─── Extract
The failure of Nigerians to invest in plantain processing has created an estimated demand-supply gap of 99,800metric tons of the flour, this presents an opportunity for entrepreneurs to invest in the value addition of the crop.
A recent plantain report by the Bill and Melinda Gates Foundation puts Nigeria’s plantain flour production at 25, 200 metric tons (MT) and estimated demand at 125,000MT.
This means that currently, there is a 99,800MT demand and supply gap in production, showing a huge potential in the subsector for investments opportunities.
“Plantain business is booming now in Nigeria because there is a strong demand for the flour,” said Adjarho Oghenekaro, national president, Banana and Plantain Farmers Association of Nigeria (BAPFAN) in a telephone response to BusinessDay.
“Processing plantain helps in reducing post-harvest loss of the crop which is currently about 30 percent,” Oghenekaro said.
According to the Food and Agricultural Organisation (FOA), Nigeria is Nigeria fourth largest producer of plantains, with 2.8 million metric tons per annum, behind Ghana with 3.6 million MT, Cameroun with3.5 million MT and Colombia with 3.3million MT.
“I lecture at one of the higher institutions in Ondo State but went into processing plantain when I realised the demand for processed plantain products is becoming huge daily,” said Adekonbi Olufunke, CEO, Providence Plantain Flour.
“The business is lucrative and demand is growing daily both locally and internationally. I am currently registering my business to commence exporting my products next year,” Olufunke said.
She called for the support of processors of the produce with cheap agro finance to enable them purchase processing machines and dryers as well as advocacy on health benefits in plantain consumption, noting that some Nigerians still have wrong perception that its consumption is meant for only diabetes patients.
Besides cocoa, cashew and sesame, plantain is another crop in Nigeria that has huge export potential.
Plantain can be eaten raw when ripe, processed into flour to make ‘elubo’, a local meal consumed in Nigeria with soup and also serves as industrial raw material in firms producing sanitary pads, fabrics and also for the food and beverage industry for making baby foods, biscuits, bread and cakes.
Its nutritional benefits include low-fat, good for blood pressure, a key source of vitamins and minerals, high in fibre and rich in protein. This makes the consumption of plantain a great option for diabetic patients.
Currently, one of the major challenges for plantain farmers and processors is the unavailability of cheap agricultural finance for the subsector and the informal nature of activities in the industry.
──────
◆ **Work instructions**
A. What post-harvest loss of plantain does the plantain article report?
B. Copy the part of the plantain article starting at "Currently, one of" and ending at "in the industry.".
The records after this point aren't needed.
─── Provided records
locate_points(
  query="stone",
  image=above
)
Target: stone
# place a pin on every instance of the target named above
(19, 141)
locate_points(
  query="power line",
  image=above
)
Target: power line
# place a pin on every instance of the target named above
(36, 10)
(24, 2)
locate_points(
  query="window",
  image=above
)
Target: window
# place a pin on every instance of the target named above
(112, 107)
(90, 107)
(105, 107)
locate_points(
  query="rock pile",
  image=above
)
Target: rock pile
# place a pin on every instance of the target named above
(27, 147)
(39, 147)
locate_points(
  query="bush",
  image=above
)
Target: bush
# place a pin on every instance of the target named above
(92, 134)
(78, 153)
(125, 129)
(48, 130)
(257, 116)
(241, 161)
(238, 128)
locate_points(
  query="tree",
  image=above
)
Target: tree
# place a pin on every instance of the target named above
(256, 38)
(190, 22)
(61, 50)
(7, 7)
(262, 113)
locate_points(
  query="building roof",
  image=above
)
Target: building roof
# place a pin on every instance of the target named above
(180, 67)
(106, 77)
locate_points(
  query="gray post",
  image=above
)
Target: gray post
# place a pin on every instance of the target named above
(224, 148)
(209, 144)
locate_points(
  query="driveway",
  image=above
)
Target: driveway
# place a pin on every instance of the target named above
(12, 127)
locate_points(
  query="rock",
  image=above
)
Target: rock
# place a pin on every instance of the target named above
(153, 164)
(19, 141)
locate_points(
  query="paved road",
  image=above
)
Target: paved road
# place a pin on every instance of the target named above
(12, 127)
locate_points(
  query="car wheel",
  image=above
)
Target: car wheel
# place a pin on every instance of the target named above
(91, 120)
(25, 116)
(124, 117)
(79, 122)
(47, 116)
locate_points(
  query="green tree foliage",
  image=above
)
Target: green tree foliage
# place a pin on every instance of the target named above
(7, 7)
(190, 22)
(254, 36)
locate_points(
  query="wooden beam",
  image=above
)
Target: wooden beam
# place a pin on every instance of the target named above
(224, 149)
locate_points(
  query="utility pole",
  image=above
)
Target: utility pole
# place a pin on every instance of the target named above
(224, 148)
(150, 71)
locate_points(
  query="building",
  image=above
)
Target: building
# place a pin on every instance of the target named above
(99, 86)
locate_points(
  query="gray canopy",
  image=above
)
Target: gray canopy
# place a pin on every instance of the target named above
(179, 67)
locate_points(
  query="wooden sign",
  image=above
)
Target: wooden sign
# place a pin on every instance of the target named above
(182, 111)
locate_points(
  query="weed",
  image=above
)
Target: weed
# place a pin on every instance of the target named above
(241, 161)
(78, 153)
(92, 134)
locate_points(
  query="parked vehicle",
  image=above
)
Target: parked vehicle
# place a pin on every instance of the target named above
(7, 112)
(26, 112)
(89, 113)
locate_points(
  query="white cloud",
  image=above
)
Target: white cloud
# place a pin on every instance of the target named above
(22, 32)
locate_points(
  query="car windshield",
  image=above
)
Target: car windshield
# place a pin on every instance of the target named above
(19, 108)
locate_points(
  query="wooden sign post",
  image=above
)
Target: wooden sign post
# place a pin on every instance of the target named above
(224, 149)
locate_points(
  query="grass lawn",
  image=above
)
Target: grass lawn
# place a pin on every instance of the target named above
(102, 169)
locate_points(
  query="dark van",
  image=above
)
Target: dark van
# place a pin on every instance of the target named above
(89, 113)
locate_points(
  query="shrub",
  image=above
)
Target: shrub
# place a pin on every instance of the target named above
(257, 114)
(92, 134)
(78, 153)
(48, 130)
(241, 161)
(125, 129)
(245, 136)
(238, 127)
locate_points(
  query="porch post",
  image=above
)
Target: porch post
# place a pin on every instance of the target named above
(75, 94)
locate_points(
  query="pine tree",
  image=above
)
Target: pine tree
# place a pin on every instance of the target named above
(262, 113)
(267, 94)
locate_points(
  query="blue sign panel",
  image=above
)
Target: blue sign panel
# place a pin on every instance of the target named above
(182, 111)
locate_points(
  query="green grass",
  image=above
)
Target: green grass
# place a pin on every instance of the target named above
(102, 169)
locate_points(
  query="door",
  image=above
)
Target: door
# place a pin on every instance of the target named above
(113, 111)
──────
◆ **Your written answers**
A. About 30 percent.

B.
Currently, one of the major challenges for plantain farmers and processors is the unavailability of cheap agricultural finance for the subsector and the informal nature of activities in the industry.